EXTRACT PROVIDED:
Chris Prior is Business Development Manager at Bridgewater Equity Release
The age at which we retire may have once felt like an immovable target that we gradually worked towards throughout our working lives, but it seems to have become a shifting goal that is just as likely now to disappear over the horizon at the point where we think it is coming into sight.
The state pension age is expected to increase to 67 in the next decade or so and factoring in the predicted ages beyond that, someone currently aged between 25 and 29 won’t be able to collect their pension until they are 73 years old.
The number of people working beyond the official retirement age has almost doubled to 1.4 million in the past 20 years according to the Office for National Statistics (ONS), showing that even when older people make the hallowed age, they are still not in a financial position to down tools completely.
The report from the ONS also reveals that 39% of older workers are male and 61% are female which is a huge gulf.

Natural-language object grounding data:
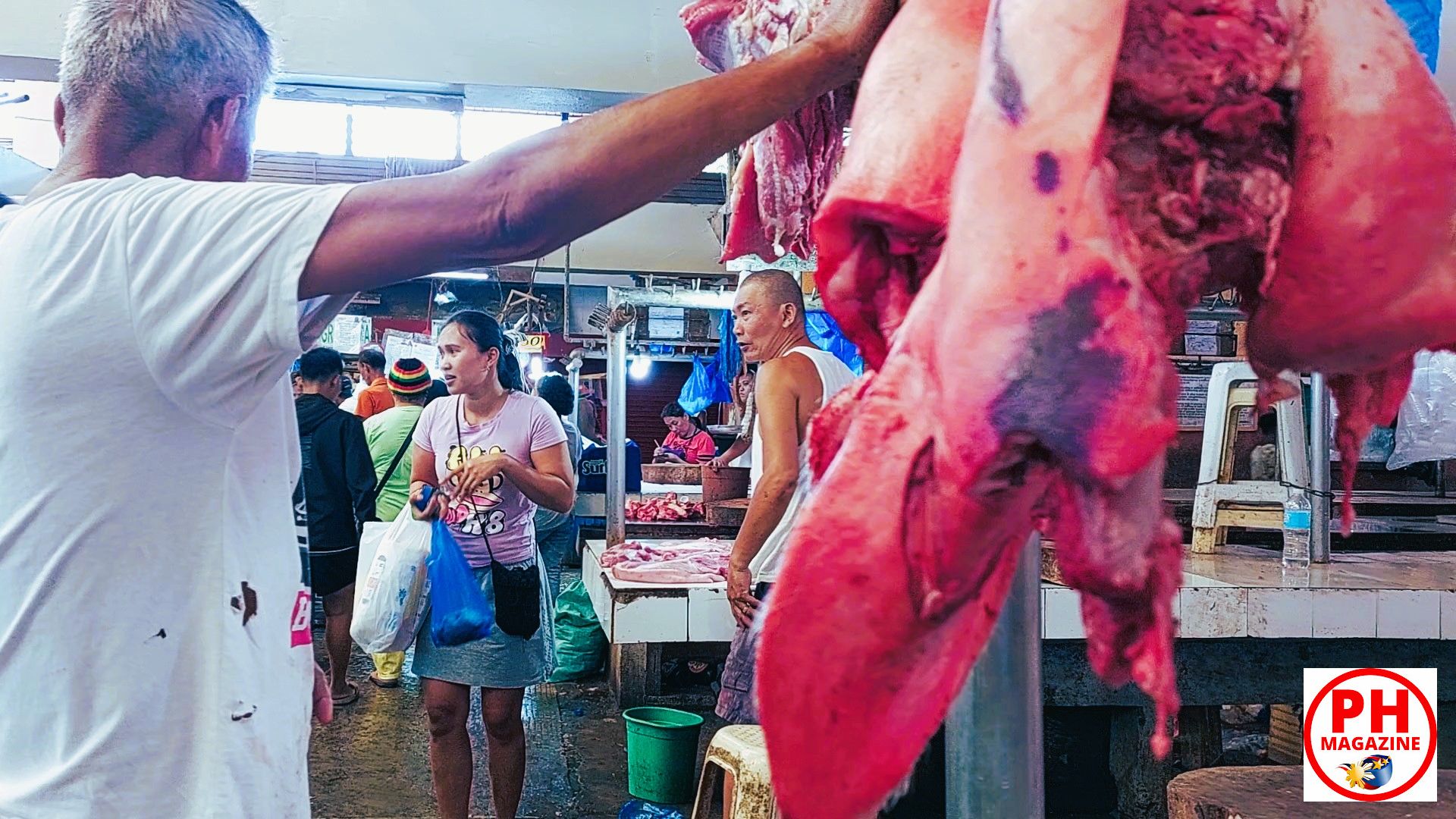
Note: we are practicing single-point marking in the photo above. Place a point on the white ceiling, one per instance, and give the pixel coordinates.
(626, 46)
(632, 46)
(618, 46)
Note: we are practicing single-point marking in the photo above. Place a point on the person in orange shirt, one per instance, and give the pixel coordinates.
(376, 397)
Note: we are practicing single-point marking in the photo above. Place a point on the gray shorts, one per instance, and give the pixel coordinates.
(736, 698)
(500, 661)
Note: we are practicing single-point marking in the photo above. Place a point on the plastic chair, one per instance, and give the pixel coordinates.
(739, 749)
(1220, 502)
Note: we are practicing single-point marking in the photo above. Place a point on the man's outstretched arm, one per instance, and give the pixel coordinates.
(535, 196)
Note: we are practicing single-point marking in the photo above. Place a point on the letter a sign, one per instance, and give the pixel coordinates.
(1370, 735)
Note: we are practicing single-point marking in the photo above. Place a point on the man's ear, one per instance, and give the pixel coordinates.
(58, 115)
(218, 130)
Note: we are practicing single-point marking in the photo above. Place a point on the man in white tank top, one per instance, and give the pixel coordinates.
(795, 378)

DESCRIPTION OF THE TASK:
Answer the following questions using the article on retirement age given above the data.
(a) What position does Chris Prior hold, and at which company?
(b) To what age is the state pension age expected to increase in the next decade or so?
(c) According to the Office for National Statistics, how many people now work beyond the official retirement age, and over what period has that number almost doubled?

TASK SOLUTION:
(a) Business Development Manager at Bridgewater Equity Release
(b) 67
(c) 1.4 million, over the past 20 years